• **Directions**:
Reproduce the material below, substituting "tan" for every occurrence of "khaki" and keeping all other text identical.

• **Supplied material**:
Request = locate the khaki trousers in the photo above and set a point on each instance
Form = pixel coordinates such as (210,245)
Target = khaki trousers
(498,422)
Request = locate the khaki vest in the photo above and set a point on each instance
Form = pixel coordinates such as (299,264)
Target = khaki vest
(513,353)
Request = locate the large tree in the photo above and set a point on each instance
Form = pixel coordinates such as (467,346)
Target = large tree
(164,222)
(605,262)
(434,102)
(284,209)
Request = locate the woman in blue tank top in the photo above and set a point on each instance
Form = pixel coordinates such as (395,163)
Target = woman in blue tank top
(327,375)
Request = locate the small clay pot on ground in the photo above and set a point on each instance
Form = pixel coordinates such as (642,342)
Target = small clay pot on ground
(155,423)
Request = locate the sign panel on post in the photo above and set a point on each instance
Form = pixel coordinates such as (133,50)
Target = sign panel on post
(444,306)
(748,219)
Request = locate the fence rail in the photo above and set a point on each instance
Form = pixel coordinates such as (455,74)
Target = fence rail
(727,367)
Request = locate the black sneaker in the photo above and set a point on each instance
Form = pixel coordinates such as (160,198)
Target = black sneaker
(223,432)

• **Answer to the problem**:
Request = locate the tan trousers in the photo above and set a point on each instance
Form = pixel coordinates such as (210,245)
Target = tan trousers
(498,422)
Request = locate the tan vest in the photo above and set a point on each instance
Form = pixel coordinates such as (299,264)
Target = tan vest
(513,353)
Request = locate the large tree in the photo above and set a point on each instance
Form = pixel coordinates such as (467,346)
Target = large tree
(164,222)
(605,262)
(434,102)
(284,209)
Request = locate the woman in blue tank top in the photo above and set a point on each instance
Form = pixel coordinates such as (395,163)
Target = woman in blue tank top
(327,375)
Request = locate the small clay pot on ground in the photo above and set a point on each instance
Form = pixel coordinates such as (642,342)
Target = small clay pot on ground
(155,423)
Request = locate the sign panel on post in the photo above and set a point on each instance
Form = pixel coordinates such as (133,50)
Target = sign panel on post
(444,306)
(748,219)
Request = locate the fence rail in the photo above and set a point on each instance
Form = pixel coordinates such as (455,74)
Target = fence rail
(727,367)
Request = locate the black sneaker in the photo above and set a point on each instance
Form = pixel coordinates such as (160,198)
Target = black sneaker
(223,432)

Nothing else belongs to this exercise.